_Dataset excerpts on object pointing_
******************************

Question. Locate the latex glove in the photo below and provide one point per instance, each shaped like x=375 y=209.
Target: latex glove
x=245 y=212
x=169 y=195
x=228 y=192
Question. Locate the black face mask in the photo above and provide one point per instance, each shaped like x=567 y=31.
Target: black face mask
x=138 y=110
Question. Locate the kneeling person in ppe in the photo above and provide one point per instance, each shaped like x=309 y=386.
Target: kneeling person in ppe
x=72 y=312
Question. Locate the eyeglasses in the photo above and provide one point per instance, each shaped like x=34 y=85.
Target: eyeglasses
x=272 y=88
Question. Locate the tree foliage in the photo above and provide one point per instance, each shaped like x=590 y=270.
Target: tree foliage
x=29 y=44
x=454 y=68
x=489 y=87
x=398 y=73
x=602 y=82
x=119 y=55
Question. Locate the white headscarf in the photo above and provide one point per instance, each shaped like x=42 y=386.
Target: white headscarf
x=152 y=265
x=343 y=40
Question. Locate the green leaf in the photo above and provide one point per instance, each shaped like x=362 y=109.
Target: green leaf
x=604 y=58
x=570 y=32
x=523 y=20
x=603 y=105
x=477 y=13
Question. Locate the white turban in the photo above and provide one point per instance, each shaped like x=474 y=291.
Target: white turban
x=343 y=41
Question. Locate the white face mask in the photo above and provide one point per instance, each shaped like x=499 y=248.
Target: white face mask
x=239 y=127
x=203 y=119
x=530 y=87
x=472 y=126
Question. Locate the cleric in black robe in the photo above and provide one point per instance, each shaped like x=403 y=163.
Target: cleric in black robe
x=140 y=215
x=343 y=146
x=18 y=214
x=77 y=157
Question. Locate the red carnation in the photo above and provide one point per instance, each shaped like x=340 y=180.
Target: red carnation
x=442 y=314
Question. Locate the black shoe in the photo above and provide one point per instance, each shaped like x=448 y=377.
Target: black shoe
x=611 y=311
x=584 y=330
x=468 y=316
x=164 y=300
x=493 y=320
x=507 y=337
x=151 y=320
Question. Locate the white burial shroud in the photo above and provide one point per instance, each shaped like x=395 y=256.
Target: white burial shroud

******************************

_Work to do_
Arrange the listing above as a Markdown table with the columns Row and Text. Start with the line that contains "Question. Locate the cleric" and go on through the line that contains "x=442 y=314", giving each line its own numbered row and leaving out blank lines.

_Output_
| Row | Text |
|---|---|
| 1 | Question. Locate the cleric in black robe in the photo above and provide one point per instance, each shaped like x=403 y=163. |
| 2 | Target: cleric in black robe |
| 3 | x=140 y=215 |
| 4 | x=343 y=146 |
| 5 | x=18 y=214 |
| 6 | x=77 y=157 |
| 7 | Question. Locate the red carnation in the photo above and provide one point per instance, each shaped like x=340 y=180. |
| 8 | Target: red carnation |
| 9 | x=442 y=314 |